▸ **Work task**: Only the text of the records belongs in the answer; the pictures must be dropped.

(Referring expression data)
☆ ☆ ☆ ☆ ☆ ☆ ☆

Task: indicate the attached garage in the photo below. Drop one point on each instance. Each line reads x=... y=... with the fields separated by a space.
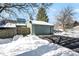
x=40 y=27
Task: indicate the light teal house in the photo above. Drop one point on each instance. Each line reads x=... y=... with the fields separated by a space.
x=40 y=27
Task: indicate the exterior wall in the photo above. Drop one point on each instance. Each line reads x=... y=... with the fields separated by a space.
x=41 y=29
x=23 y=30
x=7 y=32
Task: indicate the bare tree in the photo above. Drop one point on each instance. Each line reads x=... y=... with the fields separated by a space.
x=21 y=7
x=66 y=16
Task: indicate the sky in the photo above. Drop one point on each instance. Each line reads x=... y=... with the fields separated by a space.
x=56 y=7
x=53 y=11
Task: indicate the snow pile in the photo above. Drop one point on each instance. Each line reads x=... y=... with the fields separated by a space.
x=32 y=45
x=74 y=34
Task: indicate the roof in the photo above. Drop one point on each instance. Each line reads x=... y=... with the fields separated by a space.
x=41 y=23
x=11 y=25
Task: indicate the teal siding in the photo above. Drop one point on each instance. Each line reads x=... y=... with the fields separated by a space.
x=41 y=29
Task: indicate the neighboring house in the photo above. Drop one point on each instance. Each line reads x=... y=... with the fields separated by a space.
x=40 y=27
x=3 y=22
x=20 y=20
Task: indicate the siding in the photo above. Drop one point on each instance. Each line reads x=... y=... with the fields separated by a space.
x=41 y=29
x=7 y=32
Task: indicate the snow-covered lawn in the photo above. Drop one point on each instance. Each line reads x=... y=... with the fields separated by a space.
x=74 y=34
x=32 y=45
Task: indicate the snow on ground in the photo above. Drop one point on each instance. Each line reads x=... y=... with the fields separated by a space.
x=69 y=33
x=32 y=45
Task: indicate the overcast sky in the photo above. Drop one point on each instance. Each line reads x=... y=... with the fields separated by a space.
x=53 y=11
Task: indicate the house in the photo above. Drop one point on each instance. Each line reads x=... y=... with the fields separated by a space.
x=40 y=27
x=3 y=22
x=21 y=20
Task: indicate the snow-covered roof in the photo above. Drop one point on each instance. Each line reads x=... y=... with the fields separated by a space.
x=8 y=25
x=40 y=23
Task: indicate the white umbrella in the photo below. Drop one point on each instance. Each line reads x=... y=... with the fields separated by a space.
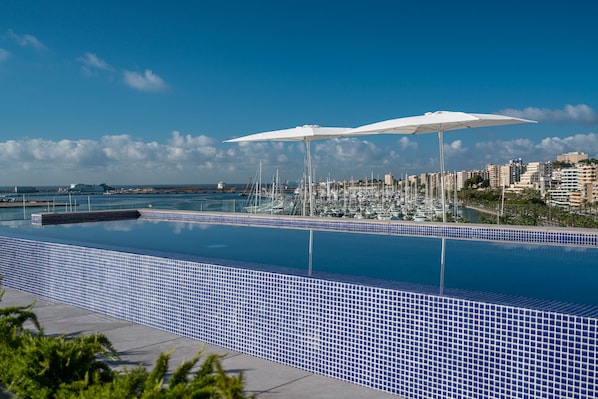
x=437 y=122
x=305 y=133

☆ ☆ ☆ ☆ ☆ ☆ ☆

▸ **Result for this task**:
Task: indicate the attached garage in the photo below. Drop one point on each instance. Each line reads x=... y=... with the fields separated by a space.
x=40 y=27
Task: indicate the light teal house in the photo above. Drop one point on each instance. Each line reads x=... y=... with the fields separated by a space.
x=40 y=27
Task: indicate the exterior wall in the photo above. Drop one point on each instance. Each line reads x=... y=... with the fields separated by a space.
x=41 y=29
x=23 y=30
x=7 y=32
Task: indicate the bare tree in the photo above. Drop one point on each instance. Each line reads x=... y=... with the fields separated by a space.
x=21 y=7
x=66 y=16
Task: indicate the sky in the photo above. Drop one point on each instance. Each line reads x=... y=... with the fields separated by a space.
x=56 y=7
x=53 y=11
Task: indicate the snow pile in the photo above. Drop one point on each instance. Each line reads x=... y=... with the fields separated by a space.
x=32 y=45
x=74 y=34
Task: indicate the roof in the photo above. Drop one point on each instance. Each line reads x=... y=... with the fields separated by a space.
x=41 y=23
x=11 y=25
Task: indicate the teal siding in the photo above. Drop one point on each instance. Each line reads x=... y=... with the fields separated by a space.
x=41 y=29
Task: indicate the neighboring house in the photo above. Drop one point on each instance. Each line reads x=... y=... with the fields separated by a space.
x=40 y=27
x=3 y=22
x=20 y=20
Task: indicate the siding in the photo above. Drop one point on each instance. Each line reads x=... y=... with the fields separated by a space.
x=41 y=29
x=7 y=32
Task: indicate the snow-covered lawn in the photo above. Drop one point on each instance. Each line reads x=... y=... with the fields separated by a space.
x=74 y=34
x=32 y=45
Task: indicate the snow on ground in the photo above. Drop one point on each instance. Each line reads x=... y=... with the fields separated by a space.
x=69 y=33
x=32 y=45
Task: indicate the overcast sky in the photo above. Drop one point on each instance. Each line reads x=... y=... with the fields separated by a space.
x=53 y=11
Task: indicate the house in the photo above. Drop one point on each instance. Each line reads x=... y=... with the fields separated by a space.
x=40 y=27
x=3 y=22
x=21 y=20
Task: indicate the snow-covered roof in the photo above. Drop one point on each instance. Each line reads x=... y=... with the fields separated by a space.
x=8 y=25
x=40 y=23
Task: indicate the white umbrella in the photo below. Drop one point on each instance. Each line reads x=... y=... with the fields separated by a space.
x=437 y=122
x=305 y=133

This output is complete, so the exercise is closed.